**TASK DETAILS:** Format the data below as a JSON list of strings, one string per line, from the first line through the line containing "(703, 312), (941, 809)", with both ends included and blank lines omitted.

── SUPPLIED RECORDS

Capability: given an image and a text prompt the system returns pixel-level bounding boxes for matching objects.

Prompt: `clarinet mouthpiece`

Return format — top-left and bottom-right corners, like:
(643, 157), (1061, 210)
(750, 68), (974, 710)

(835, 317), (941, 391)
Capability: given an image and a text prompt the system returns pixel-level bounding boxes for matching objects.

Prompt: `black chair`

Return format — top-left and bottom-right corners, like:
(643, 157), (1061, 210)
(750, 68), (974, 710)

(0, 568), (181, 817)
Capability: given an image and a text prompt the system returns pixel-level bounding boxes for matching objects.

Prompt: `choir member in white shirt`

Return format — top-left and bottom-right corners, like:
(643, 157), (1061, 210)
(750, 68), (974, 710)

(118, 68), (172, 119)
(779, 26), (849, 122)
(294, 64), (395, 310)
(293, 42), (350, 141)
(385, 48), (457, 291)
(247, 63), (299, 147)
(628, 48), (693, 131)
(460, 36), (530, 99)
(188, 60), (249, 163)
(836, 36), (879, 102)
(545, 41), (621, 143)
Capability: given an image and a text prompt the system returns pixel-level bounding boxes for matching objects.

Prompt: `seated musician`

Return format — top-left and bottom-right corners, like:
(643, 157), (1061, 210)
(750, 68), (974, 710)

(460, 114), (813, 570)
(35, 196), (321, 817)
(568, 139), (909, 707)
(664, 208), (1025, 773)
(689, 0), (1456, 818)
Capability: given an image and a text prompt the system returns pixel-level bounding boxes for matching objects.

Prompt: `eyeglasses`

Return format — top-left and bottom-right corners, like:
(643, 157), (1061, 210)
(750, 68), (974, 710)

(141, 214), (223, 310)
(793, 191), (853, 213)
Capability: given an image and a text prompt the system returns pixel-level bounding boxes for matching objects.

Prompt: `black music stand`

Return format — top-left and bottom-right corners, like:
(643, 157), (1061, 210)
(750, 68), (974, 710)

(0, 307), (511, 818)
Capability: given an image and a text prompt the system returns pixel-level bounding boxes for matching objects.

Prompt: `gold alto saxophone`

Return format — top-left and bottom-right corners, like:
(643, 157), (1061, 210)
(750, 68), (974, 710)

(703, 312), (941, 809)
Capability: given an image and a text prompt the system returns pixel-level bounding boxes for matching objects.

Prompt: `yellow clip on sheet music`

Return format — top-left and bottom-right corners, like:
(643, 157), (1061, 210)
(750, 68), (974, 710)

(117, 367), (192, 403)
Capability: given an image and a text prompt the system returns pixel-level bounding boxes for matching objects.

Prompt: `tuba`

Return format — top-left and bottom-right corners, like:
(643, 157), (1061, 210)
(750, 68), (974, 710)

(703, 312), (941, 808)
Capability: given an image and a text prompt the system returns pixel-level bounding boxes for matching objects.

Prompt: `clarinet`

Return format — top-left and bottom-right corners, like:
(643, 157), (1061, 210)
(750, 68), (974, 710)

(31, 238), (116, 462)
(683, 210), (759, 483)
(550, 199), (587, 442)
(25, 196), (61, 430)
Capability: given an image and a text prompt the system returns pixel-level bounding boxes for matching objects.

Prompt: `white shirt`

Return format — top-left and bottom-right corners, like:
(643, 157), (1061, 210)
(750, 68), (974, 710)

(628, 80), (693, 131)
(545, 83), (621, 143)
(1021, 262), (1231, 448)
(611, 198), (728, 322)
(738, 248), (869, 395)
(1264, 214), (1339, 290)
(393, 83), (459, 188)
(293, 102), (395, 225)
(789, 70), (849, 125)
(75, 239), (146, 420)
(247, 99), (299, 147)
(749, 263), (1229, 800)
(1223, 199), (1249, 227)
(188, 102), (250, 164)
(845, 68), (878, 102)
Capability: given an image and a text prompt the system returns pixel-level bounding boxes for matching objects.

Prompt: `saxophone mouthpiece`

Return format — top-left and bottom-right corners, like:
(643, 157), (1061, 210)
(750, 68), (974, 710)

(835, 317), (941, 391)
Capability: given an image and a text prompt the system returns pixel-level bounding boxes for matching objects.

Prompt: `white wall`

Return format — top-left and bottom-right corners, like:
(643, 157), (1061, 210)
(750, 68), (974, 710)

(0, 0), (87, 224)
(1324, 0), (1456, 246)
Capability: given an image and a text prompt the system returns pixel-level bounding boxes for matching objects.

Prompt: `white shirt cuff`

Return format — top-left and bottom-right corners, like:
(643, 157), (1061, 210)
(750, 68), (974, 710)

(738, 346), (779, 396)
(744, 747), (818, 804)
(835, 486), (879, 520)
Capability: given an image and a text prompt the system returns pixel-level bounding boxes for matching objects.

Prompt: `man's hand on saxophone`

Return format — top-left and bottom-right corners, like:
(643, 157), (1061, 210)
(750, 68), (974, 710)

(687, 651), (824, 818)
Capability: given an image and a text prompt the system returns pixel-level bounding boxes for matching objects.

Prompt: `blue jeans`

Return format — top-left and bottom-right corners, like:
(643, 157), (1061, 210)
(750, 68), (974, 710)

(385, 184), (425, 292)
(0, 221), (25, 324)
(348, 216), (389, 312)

────

**OUTPUT OF THE EXERCISE:**
[
  "Capability: given an image and a text prompt the system returns pixel-level bounding boxes for matching objects.",
  "Prompt: `clarinet mouthpiece`",
  "Return format — top-left and bottom-right corners, like:",
  "(643, 157), (1061, 210)",
  "(750, 68), (974, 710)",
  "(835, 317), (941, 391)",
  "Capability: given an image and a text prompt the system returns pixel-level bounding boxes for matching objects.",
  "Prompt: `black chair`",
  "Return format — top-left and bottom-right corners, like:",
  "(643, 157), (1061, 210)",
  "(750, 68), (974, 710)",
  "(0, 568), (181, 817)",
  "Capability: given an image and a text prompt the system returns pixel-level bounding boxes for matching objects.",
  "Prompt: `choir member in white shirt`",
  "Return format — top-left and bottom-right corners, like:",
  "(643, 157), (1061, 210)",
  "(750, 68), (974, 710)",
  "(118, 68), (172, 119)",
  "(779, 26), (849, 122)",
  "(294, 64), (395, 310)",
  "(293, 42), (350, 141)",
  "(385, 48), (457, 291)",
  "(247, 63), (299, 147)",
  "(628, 48), (693, 131)",
  "(460, 36), (530, 99)",
  "(188, 60), (249, 163)",
  "(836, 36), (879, 102)",
  "(545, 41), (621, 143)",
  "Capability: given an image and a text prompt the system returns pixel-level bounding boxes for matching objects.",
  "Prompt: `seated musician`",
  "Return format — top-left and bottom-right corners, like:",
  "(643, 157), (1061, 210)",
  "(750, 68), (974, 710)",
  "(460, 114), (813, 570)",
  "(35, 196), (321, 817)",
  "(568, 139), (909, 707)",
  "(664, 208), (1025, 773)",
  "(689, 0), (1456, 818)",
  "Capability: given an image and a text prompt the system returns pixel-level bounding boxes for matching objects.",
  "Prompt: `eyeglasses`",
  "Return format — top-left and bottom-right corners, like:",
  "(643, 157), (1061, 210)",
  "(750, 68), (974, 710)",
  "(141, 214), (223, 310)",
  "(793, 191), (853, 213)",
  "Capability: given an image and a text prompt the system returns pixel-level bounding boxes for matching objects.",
  "Prompt: `black music stand`",
  "Return format — top-left and bottom-right corners, like:",
  "(643, 157), (1061, 210)",
  "(750, 68), (974, 710)",
  "(0, 307), (511, 818)",
  "Capability: given an image and a text prompt the system returns pixel-level bounding boxes for matching objects.",
  "Prompt: `gold alto saxophone`",
  "Return format — top-left and bottom-right corners, like:",
  "(643, 157), (1061, 210)",
  "(750, 68), (974, 710)",
  "(703, 312), (941, 809)"
]